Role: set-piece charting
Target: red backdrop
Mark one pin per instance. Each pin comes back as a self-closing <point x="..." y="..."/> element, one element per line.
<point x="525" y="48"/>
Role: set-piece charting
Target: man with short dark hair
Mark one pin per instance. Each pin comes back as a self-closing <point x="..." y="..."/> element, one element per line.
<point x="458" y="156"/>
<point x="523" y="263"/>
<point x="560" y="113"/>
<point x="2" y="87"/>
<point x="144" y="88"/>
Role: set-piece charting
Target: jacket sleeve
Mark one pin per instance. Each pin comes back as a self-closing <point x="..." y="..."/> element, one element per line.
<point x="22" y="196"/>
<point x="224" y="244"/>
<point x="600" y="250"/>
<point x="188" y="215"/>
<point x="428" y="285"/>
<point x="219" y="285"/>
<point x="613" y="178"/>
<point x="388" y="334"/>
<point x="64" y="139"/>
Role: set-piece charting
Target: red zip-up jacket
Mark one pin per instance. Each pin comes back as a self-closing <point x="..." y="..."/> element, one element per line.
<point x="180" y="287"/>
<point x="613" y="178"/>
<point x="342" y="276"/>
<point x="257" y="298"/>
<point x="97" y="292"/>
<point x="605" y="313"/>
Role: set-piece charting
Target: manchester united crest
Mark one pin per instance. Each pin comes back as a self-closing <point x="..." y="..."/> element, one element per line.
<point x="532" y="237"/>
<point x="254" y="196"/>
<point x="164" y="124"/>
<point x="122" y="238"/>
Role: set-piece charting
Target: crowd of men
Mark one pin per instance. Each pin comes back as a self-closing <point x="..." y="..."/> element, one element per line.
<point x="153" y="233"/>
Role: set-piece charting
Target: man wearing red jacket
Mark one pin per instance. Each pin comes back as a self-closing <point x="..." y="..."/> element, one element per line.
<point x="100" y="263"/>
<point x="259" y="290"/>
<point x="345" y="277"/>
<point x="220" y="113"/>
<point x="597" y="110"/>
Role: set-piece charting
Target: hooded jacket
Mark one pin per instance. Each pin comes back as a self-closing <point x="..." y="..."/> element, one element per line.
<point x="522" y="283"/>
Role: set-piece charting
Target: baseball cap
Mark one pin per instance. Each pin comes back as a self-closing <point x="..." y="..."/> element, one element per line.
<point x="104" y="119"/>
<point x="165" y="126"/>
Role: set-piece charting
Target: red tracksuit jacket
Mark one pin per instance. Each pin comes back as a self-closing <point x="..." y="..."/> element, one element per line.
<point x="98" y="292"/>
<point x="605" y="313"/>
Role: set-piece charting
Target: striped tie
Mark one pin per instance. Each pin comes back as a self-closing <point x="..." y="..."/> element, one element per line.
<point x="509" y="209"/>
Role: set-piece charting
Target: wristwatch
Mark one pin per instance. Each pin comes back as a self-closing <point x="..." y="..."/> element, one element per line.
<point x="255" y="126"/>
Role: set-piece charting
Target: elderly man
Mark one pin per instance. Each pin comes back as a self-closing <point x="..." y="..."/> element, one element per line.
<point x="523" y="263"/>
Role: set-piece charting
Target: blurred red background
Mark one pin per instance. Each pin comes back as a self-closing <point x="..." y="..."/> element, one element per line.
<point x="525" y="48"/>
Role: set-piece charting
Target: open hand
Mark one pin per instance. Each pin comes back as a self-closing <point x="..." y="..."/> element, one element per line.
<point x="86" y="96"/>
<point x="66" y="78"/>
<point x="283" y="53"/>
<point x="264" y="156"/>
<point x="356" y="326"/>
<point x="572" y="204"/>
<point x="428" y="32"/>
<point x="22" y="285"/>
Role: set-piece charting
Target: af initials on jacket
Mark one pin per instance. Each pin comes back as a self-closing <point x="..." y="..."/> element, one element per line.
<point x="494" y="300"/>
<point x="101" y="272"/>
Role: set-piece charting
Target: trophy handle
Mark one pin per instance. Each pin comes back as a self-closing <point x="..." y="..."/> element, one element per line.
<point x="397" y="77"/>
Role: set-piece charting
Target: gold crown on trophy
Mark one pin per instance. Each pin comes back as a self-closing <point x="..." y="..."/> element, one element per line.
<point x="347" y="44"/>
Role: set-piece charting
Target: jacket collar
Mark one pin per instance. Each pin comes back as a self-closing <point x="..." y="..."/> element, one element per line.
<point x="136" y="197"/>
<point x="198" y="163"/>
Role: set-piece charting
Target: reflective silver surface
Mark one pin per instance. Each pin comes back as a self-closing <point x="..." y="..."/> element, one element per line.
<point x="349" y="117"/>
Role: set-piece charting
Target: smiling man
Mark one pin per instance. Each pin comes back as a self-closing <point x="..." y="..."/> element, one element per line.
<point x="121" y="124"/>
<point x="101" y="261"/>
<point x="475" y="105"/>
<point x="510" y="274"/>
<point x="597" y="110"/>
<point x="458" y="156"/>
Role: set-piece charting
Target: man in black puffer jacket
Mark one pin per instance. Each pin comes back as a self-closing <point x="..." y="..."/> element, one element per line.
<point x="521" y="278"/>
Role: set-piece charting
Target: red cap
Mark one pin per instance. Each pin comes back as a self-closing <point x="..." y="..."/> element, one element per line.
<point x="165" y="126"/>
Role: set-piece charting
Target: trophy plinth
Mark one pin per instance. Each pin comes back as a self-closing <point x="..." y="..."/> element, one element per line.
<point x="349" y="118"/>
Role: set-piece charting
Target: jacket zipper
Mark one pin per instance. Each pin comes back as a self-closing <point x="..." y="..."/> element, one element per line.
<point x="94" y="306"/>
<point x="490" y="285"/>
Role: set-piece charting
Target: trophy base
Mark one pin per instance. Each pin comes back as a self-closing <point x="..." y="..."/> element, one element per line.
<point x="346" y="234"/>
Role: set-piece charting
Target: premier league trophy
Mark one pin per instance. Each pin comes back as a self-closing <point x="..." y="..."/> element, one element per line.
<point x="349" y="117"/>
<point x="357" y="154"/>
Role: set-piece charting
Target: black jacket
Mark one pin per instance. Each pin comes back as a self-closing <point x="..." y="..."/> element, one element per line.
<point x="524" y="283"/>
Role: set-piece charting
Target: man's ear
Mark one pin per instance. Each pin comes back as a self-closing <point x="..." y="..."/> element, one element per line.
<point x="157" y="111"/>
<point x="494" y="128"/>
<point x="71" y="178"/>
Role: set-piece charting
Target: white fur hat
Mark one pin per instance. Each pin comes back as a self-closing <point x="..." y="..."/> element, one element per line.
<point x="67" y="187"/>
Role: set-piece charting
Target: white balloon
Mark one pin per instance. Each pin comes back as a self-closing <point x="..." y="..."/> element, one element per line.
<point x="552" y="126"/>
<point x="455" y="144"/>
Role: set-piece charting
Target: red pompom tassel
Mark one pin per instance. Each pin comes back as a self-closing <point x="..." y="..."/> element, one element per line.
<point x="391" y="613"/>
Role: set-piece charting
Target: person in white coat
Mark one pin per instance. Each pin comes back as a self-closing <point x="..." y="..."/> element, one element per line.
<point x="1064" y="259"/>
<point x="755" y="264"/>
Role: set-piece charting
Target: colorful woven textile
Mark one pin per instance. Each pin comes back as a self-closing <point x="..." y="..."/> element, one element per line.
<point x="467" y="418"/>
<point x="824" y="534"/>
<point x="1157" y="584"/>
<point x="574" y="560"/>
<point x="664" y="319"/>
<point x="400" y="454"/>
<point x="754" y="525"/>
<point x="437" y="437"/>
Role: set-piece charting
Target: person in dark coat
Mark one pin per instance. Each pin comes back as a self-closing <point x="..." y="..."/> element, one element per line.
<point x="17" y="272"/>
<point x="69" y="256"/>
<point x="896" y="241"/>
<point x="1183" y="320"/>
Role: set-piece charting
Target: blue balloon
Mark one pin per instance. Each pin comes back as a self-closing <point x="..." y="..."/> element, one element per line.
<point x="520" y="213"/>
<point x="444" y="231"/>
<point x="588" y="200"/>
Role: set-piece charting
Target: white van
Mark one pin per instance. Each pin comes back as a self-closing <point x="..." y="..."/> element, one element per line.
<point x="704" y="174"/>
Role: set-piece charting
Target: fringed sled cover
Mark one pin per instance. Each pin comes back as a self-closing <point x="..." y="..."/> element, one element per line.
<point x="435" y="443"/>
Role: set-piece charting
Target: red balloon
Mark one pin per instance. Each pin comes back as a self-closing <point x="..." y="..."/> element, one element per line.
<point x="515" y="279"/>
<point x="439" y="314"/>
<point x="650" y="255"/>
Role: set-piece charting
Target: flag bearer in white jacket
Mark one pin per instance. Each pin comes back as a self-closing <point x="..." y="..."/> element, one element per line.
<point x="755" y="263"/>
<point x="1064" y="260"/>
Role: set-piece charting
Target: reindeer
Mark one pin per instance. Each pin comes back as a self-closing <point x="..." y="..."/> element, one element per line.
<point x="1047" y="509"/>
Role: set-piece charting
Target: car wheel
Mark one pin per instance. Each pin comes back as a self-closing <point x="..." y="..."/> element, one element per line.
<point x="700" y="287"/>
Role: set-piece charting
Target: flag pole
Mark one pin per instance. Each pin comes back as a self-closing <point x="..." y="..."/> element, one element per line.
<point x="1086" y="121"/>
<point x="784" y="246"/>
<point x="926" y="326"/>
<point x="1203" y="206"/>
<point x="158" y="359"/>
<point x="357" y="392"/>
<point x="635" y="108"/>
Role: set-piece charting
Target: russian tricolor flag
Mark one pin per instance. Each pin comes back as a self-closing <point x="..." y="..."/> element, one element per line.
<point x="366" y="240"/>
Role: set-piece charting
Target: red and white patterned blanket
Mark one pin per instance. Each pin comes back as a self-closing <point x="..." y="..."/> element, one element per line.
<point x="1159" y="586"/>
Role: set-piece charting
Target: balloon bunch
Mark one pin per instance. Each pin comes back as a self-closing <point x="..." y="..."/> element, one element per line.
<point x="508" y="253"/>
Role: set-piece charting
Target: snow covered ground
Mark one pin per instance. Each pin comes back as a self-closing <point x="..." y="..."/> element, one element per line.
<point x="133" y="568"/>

WORK TO DO: Extract every line of the material above that contains the string "balloon", matching case exactly.

FINAL ANSWER:
Target: white balloon
Target: blue balloon
Target: red balloon
Target: balloon bunch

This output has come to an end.